[PROBLEM DETAILS]:
Print, exactly and completely, every entry in the data.

---

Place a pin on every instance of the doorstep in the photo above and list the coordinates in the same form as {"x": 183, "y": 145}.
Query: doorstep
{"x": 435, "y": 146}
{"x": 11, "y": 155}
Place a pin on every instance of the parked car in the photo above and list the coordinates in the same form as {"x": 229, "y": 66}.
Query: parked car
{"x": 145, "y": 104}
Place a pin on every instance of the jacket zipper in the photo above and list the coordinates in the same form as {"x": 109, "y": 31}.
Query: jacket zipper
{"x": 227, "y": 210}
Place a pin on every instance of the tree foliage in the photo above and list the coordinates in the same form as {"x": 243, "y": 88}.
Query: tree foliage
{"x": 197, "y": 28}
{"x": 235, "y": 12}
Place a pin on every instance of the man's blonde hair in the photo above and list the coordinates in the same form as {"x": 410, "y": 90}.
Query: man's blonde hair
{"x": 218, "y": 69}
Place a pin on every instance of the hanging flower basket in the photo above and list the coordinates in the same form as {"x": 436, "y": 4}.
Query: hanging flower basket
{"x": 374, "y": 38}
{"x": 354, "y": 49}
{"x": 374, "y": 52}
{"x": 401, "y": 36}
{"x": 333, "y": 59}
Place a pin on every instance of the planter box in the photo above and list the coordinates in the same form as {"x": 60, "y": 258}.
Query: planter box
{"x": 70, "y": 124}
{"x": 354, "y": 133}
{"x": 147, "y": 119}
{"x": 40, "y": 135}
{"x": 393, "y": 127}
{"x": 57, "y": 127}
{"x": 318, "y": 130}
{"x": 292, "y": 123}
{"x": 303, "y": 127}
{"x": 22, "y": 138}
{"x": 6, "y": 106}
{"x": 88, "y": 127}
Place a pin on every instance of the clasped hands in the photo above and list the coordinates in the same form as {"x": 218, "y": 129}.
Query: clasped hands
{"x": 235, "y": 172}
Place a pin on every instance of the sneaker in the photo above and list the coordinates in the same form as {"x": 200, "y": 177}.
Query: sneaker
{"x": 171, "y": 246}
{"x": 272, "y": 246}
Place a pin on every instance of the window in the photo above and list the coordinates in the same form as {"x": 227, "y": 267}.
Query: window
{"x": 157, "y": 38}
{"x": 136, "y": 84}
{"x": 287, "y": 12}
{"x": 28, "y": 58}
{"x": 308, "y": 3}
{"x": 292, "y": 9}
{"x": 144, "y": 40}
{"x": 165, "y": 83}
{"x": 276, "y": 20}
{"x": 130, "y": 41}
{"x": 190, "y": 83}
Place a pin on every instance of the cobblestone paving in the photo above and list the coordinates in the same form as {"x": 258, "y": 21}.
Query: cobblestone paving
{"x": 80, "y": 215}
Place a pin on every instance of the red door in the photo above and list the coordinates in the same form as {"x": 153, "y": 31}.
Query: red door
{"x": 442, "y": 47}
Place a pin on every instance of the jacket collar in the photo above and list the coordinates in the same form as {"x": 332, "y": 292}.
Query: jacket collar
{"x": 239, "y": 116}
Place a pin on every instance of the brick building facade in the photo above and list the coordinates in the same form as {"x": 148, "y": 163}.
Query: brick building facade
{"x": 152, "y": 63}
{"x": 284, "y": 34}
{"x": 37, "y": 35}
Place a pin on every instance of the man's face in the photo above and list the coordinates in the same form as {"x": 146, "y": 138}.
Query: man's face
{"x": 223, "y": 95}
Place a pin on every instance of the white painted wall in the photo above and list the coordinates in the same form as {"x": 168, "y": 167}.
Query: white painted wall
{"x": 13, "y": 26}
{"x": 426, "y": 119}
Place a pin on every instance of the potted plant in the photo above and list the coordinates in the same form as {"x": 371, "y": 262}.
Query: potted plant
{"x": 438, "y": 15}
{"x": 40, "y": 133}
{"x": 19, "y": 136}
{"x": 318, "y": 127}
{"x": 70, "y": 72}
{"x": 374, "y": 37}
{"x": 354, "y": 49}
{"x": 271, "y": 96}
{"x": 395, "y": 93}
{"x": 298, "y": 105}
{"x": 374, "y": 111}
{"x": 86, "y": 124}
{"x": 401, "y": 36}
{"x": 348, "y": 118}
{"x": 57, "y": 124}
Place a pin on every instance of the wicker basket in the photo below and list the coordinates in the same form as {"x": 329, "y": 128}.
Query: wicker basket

---

[OUTPUT OF THE EXERCISE]:
Place a pin on every instance of the doorstep in the photo above and list the coordinates in the same form as {"x": 183, "y": 145}.
Query: doorstep
{"x": 435, "y": 146}
{"x": 11, "y": 155}
Place a pin on every instance of the parked car in the photo above and list the coordinates in the same form as {"x": 229, "y": 66}.
Query: parked car
{"x": 145, "y": 104}
Place a pin on every instance of the jacket zipper in the photo above and list the coordinates in the same form as {"x": 109, "y": 31}.
Query: jacket zipper
{"x": 227, "y": 210}
Place a pin on every instance of the tree foliage in the photo above and list the coordinates in the same form as {"x": 243, "y": 88}.
Query: tree foliage
{"x": 197, "y": 28}
{"x": 235, "y": 12}
Place a pin on every instance of the man's blonde hair in the photo above and list the coordinates in the same form as {"x": 410, "y": 90}.
Query: man's blonde hair
{"x": 218, "y": 69}
Place a pin on every instance of the hanging flower basket in the photo above and list the coordinates in the same form as {"x": 436, "y": 4}.
Query: hanging flower basket
{"x": 374, "y": 38}
{"x": 354, "y": 49}
{"x": 374, "y": 52}
{"x": 401, "y": 36}
{"x": 333, "y": 59}
Place a pin on every instance of the planter box in the photo above and list the coordinates in the same form as {"x": 60, "y": 258}.
Query: planter box
{"x": 70, "y": 124}
{"x": 354, "y": 133}
{"x": 147, "y": 119}
{"x": 40, "y": 135}
{"x": 393, "y": 127}
{"x": 57, "y": 127}
{"x": 318, "y": 130}
{"x": 292, "y": 123}
{"x": 303, "y": 127}
{"x": 22, "y": 138}
{"x": 6, "y": 106}
{"x": 88, "y": 127}
Place a pin on every instance of the clasped hands in the photo above and list the coordinates in the same form as {"x": 218, "y": 129}.
Query: clasped hands
{"x": 235, "y": 172}
Place a pin on every instance of the sneaker in the photo above and list the coordinates in the same form as {"x": 200, "y": 177}.
Query: sneaker
{"x": 171, "y": 246}
{"x": 272, "y": 246}
Place a pin on every instance of the window in the photo above and list the coordinates in the same form as {"x": 227, "y": 267}.
Query: window
{"x": 157, "y": 38}
{"x": 136, "y": 84}
{"x": 287, "y": 12}
{"x": 28, "y": 58}
{"x": 308, "y": 3}
{"x": 292, "y": 9}
{"x": 144, "y": 40}
{"x": 165, "y": 83}
{"x": 276, "y": 20}
{"x": 130, "y": 41}
{"x": 190, "y": 83}
Place a pin on every instance of the cobblestone paving in the photo above and list the coordinates in the same form as {"x": 258, "y": 21}.
Query: cobblestone paving
{"x": 80, "y": 215}
Place a pin on every instance of the red door in the photo above and list the coordinates in the same form as {"x": 153, "y": 31}.
Query: red door
{"x": 442, "y": 47}
Place a pin on every instance of the jacket collar in the photo above and list the coordinates in the same form as {"x": 332, "y": 292}.
Query: jacket collar
{"x": 239, "y": 116}
Place a pin on every instance of the brick building facade in the photo above and list the coordinates in the same form as {"x": 148, "y": 163}.
Query: brick building facade
{"x": 152, "y": 63}
{"x": 284, "y": 34}
{"x": 37, "y": 35}
Place a pin on every instance of the man's face in the photo above and list the coordinates in the same form as {"x": 146, "y": 138}.
Query: man's face
{"x": 223, "y": 95}
Place a pin on every instance of the white painted wall in the photo above and list the coordinates in the same form as {"x": 168, "y": 167}.
Query: white painted wall
{"x": 13, "y": 26}
{"x": 426, "y": 119}
Place a pin on every instance of the potted plant in the photo above and list the coordinates in the same form as {"x": 371, "y": 262}.
Query: potted plant
{"x": 438, "y": 15}
{"x": 40, "y": 133}
{"x": 19, "y": 136}
{"x": 318, "y": 127}
{"x": 70, "y": 72}
{"x": 374, "y": 37}
{"x": 354, "y": 49}
{"x": 271, "y": 96}
{"x": 395, "y": 93}
{"x": 298, "y": 105}
{"x": 374, "y": 111}
{"x": 86, "y": 124}
{"x": 401, "y": 36}
{"x": 348, "y": 118}
{"x": 57, "y": 124}
Place a pin on every instance of the wicker basket in the photo below and list the coordinates in the same form as {"x": 329, "y": 128}.
Query: wicker basket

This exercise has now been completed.